Rewrite the entries with "concrete platform" changed to "stone ledge" everywhere it occurs, leaving every other line and word as it stands.

————————

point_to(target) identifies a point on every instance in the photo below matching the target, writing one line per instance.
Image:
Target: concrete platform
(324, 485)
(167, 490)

————————

• **TASK ANSWER**
point_to(target) identifies a point on every instance in the photo below matching the target, writing one line per instance.
Image:
Target: stone ledge
(324, 485)
(167, 490)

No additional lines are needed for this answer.